▶ Data section
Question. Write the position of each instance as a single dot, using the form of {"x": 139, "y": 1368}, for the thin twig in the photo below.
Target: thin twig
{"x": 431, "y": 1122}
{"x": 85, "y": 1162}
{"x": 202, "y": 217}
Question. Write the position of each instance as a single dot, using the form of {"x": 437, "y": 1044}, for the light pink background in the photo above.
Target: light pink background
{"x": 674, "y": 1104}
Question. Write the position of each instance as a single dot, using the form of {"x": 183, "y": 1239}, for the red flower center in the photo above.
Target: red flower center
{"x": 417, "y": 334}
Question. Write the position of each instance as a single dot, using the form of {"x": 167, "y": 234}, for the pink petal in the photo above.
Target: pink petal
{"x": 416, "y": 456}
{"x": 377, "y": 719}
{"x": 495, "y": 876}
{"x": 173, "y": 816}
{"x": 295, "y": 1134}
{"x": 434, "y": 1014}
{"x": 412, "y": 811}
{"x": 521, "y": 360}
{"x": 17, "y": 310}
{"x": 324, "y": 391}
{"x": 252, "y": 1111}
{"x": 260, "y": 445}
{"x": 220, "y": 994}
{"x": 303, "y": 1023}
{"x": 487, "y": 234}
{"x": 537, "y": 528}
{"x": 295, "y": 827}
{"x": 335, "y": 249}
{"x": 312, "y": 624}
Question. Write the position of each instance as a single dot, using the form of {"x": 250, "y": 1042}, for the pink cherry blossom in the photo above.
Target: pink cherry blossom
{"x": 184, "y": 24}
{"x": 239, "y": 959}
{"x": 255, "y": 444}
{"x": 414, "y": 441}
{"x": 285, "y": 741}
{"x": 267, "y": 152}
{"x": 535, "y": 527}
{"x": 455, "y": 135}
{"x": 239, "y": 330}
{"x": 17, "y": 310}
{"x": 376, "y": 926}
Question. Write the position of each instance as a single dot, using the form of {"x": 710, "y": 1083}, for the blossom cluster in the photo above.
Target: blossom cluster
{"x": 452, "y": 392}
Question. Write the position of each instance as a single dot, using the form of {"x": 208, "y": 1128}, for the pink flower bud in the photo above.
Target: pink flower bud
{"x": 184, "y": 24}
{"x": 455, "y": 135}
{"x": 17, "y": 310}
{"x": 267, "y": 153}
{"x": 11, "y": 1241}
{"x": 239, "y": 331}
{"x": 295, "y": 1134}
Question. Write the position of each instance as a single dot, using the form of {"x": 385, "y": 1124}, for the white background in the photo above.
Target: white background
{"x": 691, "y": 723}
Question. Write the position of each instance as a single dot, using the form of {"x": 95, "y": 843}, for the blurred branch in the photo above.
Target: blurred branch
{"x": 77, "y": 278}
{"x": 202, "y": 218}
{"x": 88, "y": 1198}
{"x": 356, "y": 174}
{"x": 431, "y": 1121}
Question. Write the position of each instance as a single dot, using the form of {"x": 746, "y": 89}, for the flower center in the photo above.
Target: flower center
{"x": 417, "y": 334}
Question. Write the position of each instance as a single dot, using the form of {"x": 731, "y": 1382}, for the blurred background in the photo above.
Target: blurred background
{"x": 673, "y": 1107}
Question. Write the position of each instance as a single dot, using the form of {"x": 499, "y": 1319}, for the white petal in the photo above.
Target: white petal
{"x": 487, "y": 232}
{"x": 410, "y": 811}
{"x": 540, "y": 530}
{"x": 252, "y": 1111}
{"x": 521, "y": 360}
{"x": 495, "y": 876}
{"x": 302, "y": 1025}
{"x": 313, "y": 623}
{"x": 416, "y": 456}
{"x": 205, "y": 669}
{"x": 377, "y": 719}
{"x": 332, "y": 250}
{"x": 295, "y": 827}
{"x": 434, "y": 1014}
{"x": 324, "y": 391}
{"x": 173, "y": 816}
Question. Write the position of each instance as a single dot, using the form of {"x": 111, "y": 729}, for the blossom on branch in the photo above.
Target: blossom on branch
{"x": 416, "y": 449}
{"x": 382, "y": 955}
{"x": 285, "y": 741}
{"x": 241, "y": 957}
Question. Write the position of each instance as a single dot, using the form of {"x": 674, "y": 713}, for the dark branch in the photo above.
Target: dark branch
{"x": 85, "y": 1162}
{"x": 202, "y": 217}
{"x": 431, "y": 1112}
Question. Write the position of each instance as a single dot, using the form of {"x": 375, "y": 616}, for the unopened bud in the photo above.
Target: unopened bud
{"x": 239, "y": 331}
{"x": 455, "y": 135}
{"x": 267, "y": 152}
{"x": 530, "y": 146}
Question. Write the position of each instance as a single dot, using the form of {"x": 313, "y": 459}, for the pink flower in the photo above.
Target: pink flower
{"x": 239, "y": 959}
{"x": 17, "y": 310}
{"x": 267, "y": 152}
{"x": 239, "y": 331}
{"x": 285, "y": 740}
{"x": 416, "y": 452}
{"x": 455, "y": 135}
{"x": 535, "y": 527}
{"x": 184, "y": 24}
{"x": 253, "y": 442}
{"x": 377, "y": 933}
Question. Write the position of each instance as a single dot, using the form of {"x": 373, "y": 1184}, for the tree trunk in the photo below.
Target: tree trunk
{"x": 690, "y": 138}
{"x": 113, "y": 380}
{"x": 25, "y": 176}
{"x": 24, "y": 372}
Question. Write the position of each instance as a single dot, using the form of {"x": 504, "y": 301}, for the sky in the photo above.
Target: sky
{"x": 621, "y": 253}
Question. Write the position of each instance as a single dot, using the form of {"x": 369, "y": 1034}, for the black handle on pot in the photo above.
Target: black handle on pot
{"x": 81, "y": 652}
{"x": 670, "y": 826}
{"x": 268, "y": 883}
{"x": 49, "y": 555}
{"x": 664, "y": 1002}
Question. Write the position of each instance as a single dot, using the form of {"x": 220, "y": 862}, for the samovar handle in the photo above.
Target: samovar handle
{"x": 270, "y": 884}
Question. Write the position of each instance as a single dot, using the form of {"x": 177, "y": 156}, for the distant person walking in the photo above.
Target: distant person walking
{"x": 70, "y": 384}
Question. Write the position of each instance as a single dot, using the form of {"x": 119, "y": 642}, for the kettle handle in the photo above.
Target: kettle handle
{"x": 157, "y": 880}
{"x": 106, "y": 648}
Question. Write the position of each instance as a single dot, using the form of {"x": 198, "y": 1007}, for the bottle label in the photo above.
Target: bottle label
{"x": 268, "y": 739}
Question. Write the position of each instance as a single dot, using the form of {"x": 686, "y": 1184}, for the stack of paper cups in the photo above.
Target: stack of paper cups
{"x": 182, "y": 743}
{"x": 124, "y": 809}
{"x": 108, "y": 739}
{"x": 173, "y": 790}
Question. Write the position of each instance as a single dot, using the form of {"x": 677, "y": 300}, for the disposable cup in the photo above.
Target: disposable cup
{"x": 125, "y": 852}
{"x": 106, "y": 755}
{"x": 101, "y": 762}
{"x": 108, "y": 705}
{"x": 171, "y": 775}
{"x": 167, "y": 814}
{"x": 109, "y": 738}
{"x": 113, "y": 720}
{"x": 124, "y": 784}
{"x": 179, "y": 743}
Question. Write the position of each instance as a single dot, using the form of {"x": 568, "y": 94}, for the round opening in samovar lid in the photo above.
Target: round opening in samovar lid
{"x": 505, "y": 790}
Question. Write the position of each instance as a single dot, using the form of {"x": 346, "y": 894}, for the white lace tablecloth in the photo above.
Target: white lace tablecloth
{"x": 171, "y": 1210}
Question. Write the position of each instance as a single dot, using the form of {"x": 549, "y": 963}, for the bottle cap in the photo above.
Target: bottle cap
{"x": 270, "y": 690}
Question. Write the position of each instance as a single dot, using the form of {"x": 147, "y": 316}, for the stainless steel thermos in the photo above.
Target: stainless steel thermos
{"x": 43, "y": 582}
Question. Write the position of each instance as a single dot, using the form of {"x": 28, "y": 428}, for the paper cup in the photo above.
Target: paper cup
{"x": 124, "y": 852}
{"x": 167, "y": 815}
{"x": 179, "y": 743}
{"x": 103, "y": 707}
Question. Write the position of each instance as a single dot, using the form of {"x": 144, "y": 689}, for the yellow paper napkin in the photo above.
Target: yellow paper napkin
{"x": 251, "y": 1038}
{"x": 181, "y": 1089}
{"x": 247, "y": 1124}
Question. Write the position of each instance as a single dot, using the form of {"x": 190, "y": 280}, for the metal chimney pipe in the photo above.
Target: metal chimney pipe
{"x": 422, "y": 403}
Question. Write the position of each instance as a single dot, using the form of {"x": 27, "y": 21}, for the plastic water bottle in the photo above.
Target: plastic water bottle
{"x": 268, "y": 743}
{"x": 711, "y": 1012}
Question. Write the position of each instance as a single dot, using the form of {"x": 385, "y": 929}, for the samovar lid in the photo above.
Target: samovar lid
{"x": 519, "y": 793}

▶ Written exercise
Exactly reproduce the lines beginning with the one that contains "in samovar lid in the photo above." and ending with the last line of the material, both included. Leave out everything else.

▶ Right answer
Question. Write the position of each instance as a single dot, using the form of {"x": 568, "y": 94}, for the round opening in samovar lid in the photo above.
Target: round opening in samovar lid
{"x": 505, "y": 790}
Question. Write the position of each instance as a single dot, using the form of {"x": 346, "y": 894}, for the white lace tablecloth in the photo above.
Target: white lace tablecloth
{"x": 171, "y": 1210}
Question. Write the position of each instance as a single dot, using the form of {"x": 549, "y": 963}, for the bottle cap in the photo above.
Target: bottle cap
{"x": 270, "y": 690}
Question. Write the position of each instance as a single dot, using the form of {"x": 147, "y": 316}, for the stainless steel thermos in the photo above.
Target: stainless steel thermos
{"x": 43, "y": 582}
Question. Write the position of each instance as a single dot, using the form of {"x": 28, "y": 428}, for the paper cup in the photo above.
Target: paper cup
{"x": 124, "y": 852}
{"x": 167, "y": 815}
{"x": 179, "y": 743}
{"x": 103, "y": 707}
Question. Write the position of each instance as a single dot, using the form of {"x": 144, "y": 689}, for the yellow paper napkin in the photo above.
Target: yellow paper napkin
{"x": 251, "y": 1038}
{"x": 181, "y": 1089}
{"x": 247, "y": 1124}
Question. Write the position of each instance as a single dot, using the form of {"x": 190, "y": 280}, for the metal chimney pipe in the photo above.
Target: metal chimney pipe
{"x": 422, "y": 403}
Question. Write the position of each instance as a single dot, using the form of {"x": 27, "y": 21}, for the plastic water bottle in the photo above.
Target: plastic water bottle
{"x": 268, "y": 743}
{"x": 711, "y": 1012}
Question. Write the position of each instance as a single dot, using the form of {"x": 385, "y": 929}, for the samovar lid in the photo above.
Target: samovar lid
{"x": 519, "y": 793}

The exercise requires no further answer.